- _OBJECTIF_
Convertissez en liste numérotée les lignes allant de celle qui contient « segment: <item>dry grassland</item> » jusqu'à la fin des items, ces deux bornes comprises, en laissant de côté les lignes vides.

- _Extrait du jeu de données_
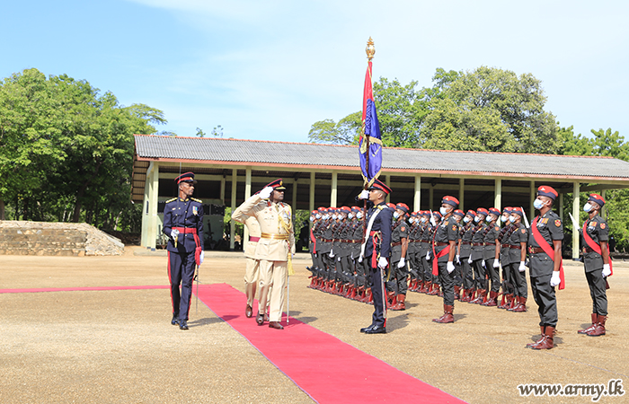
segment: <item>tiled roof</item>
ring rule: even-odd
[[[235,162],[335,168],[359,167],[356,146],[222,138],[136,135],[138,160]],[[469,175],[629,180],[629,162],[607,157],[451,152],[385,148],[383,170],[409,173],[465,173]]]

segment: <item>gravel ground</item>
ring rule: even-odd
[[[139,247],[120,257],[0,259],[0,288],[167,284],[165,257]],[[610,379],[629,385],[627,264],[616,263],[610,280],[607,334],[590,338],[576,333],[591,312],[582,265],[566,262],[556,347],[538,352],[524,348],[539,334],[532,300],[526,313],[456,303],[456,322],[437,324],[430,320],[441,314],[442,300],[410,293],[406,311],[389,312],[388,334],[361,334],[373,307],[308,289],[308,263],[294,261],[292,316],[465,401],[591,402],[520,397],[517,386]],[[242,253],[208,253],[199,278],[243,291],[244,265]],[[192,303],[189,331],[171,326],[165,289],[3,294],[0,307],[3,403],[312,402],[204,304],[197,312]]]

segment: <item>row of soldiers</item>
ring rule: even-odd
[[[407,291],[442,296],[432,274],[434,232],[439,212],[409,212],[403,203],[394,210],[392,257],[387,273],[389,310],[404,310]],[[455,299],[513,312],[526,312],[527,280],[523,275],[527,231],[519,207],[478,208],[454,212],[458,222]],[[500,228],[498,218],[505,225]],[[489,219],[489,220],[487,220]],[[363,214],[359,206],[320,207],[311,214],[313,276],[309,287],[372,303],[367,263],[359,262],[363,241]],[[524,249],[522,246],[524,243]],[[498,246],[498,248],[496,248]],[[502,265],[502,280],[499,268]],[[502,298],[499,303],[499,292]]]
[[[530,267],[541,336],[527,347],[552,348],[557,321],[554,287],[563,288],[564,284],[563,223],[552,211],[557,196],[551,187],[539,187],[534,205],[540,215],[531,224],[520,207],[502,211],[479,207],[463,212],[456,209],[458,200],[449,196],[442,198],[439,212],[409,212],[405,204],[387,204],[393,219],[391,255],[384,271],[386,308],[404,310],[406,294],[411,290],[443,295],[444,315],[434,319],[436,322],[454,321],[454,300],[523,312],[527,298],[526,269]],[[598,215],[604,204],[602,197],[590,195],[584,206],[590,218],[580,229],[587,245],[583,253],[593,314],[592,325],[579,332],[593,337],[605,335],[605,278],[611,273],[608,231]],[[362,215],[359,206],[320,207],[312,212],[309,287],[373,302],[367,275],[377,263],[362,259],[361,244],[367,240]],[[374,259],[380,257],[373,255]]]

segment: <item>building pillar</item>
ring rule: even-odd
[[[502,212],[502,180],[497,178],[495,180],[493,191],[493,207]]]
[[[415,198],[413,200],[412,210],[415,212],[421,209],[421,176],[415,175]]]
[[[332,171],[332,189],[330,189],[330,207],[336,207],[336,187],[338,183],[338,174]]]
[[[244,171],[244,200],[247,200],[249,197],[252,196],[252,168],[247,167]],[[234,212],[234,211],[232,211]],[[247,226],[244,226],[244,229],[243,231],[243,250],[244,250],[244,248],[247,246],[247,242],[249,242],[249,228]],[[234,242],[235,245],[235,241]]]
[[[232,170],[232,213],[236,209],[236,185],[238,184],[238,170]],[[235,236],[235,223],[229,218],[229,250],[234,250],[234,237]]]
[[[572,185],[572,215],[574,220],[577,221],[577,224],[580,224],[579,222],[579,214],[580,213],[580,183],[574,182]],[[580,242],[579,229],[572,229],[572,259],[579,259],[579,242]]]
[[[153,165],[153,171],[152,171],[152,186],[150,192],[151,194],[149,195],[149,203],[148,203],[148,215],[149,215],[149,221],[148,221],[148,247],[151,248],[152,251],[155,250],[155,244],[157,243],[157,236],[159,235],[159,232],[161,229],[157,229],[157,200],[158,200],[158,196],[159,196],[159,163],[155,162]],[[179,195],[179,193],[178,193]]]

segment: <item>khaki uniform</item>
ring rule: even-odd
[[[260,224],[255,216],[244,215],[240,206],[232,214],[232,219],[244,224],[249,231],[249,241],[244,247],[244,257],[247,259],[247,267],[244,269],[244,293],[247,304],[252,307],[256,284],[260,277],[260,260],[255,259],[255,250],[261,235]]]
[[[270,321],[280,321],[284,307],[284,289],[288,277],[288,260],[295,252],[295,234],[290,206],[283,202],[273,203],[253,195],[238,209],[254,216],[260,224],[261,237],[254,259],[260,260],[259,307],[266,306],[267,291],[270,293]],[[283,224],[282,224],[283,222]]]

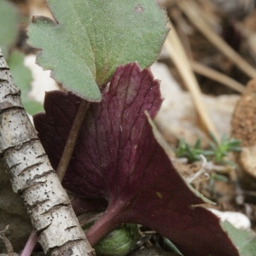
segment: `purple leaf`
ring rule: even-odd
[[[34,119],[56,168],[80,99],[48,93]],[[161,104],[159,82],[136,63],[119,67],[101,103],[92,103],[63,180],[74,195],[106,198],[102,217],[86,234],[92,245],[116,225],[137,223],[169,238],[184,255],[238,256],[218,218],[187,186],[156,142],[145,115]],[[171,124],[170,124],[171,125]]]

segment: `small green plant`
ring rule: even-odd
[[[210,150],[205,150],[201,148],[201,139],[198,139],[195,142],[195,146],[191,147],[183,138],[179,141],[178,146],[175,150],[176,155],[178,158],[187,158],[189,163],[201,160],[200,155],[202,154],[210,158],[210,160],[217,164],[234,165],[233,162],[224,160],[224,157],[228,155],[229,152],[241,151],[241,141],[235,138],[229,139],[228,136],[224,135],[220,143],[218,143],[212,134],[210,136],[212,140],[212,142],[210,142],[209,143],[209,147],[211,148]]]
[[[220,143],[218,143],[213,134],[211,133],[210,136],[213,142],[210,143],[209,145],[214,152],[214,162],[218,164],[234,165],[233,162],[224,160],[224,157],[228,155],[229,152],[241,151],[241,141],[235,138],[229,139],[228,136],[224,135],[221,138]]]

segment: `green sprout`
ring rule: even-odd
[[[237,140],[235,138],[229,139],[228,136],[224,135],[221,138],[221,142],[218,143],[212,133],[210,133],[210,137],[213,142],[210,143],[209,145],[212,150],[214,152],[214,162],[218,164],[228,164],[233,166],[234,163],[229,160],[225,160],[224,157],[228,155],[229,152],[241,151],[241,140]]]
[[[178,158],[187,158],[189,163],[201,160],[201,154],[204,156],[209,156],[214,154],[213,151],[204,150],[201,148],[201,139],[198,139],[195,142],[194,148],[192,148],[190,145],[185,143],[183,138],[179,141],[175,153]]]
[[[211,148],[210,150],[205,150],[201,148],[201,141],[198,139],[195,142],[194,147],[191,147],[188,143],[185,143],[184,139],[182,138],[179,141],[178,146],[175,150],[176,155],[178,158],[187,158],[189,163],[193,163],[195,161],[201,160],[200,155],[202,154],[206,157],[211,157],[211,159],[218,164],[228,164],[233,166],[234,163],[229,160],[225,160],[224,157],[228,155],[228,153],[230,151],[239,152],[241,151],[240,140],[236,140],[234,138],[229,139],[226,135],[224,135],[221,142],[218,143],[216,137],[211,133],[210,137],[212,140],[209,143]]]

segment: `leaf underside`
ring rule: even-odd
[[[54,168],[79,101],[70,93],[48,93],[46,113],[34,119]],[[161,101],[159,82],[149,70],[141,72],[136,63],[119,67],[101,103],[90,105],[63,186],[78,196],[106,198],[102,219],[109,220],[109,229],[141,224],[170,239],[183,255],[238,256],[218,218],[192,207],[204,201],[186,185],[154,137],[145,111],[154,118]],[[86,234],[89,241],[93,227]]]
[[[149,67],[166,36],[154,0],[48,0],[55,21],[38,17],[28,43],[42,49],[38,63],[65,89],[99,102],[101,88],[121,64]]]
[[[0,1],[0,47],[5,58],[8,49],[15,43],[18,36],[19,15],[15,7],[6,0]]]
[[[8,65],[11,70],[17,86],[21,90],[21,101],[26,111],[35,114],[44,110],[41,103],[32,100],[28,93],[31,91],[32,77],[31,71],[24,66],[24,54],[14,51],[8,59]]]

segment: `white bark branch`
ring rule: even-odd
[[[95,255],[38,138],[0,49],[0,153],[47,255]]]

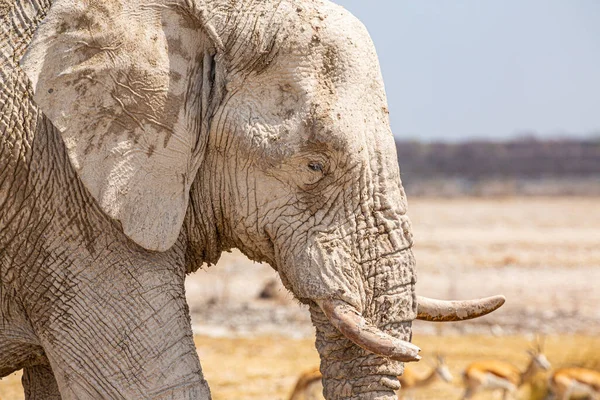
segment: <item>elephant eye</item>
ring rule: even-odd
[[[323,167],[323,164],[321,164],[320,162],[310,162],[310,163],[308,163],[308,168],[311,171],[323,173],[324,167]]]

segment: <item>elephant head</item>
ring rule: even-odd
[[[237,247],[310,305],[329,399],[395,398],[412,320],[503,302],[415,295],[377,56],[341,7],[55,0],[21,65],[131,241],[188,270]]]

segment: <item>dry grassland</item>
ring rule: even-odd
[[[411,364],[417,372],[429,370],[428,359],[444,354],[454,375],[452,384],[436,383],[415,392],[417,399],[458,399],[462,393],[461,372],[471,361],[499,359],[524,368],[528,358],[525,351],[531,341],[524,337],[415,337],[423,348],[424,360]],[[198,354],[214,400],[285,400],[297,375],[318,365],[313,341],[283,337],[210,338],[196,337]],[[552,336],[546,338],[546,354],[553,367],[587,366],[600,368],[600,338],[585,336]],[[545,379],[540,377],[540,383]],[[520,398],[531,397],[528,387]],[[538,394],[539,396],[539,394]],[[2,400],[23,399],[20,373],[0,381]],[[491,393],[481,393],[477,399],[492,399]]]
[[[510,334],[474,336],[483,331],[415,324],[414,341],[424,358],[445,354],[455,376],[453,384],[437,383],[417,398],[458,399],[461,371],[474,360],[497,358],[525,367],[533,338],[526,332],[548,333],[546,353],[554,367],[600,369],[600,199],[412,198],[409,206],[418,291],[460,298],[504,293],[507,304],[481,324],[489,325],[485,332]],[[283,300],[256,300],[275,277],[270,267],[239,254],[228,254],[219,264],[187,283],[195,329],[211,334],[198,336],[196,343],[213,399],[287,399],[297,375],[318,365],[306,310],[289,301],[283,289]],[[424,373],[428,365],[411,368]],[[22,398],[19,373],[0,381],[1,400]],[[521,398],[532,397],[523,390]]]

- _RÉSULTAT COMPLET_
1. segment: <item>dry grassland</item>
2. ring rule: even-odd
3. [[[411,364],[417,372],[429,370],[428,359],[444,354],[454,375],[452,384],[436,383],[415,392],[417,399],[458,399],[462,393],[461,372],[471,361],[499,359],[524,368],[528,358],[525,351],[531,341],[524,337],[415,337],[423,348],[424,360]],[[198,354],[214,400],[285,400],[297,375],[318,365],[313,341],[283,337],[210,338],[196,337]],[[552,336],[546,338],[546,354],[553,367],[587,366],[600,368],[600,338],[585,336]],[[545,379],[540,377],[540,383]],[[520,398],[531,397],[528,387]],[[538,394],[539,396],[539,394]],[[2,400],[23,399],[20,373],[0,381]],[[491,393],[481,393],[477,399],[492,399]]]
4. [[[510,334],[474,336],[483,331],[415,324],[414,341],[424,358],[445,354],[455,376],[453,384],[437,383],[417,398],[458,399],[461,371],[474,360],[497,358],[525,367],[533,338],[526,332],[548,333],[546,353],[554,367],[600,369],[600,199],[412,198],[409,206],[418,291],[460,298],[504,293],[507,304],[481,324],[489,325],[485,332]],[[283,300],[256,300],[275,277],[270,267],[239,254],[228,254],[219,264],[187,283],[195,329],[211,334],[198,336],[196,343],[213,399],[287,399],[297,375],[318,365],[306,310],[289,301],[283,289]],[[424,373],[428,365],[411,368]],[[22,398],[19,373],[0,381],[1,400]],[[521,398],[532,397],[523,390]]]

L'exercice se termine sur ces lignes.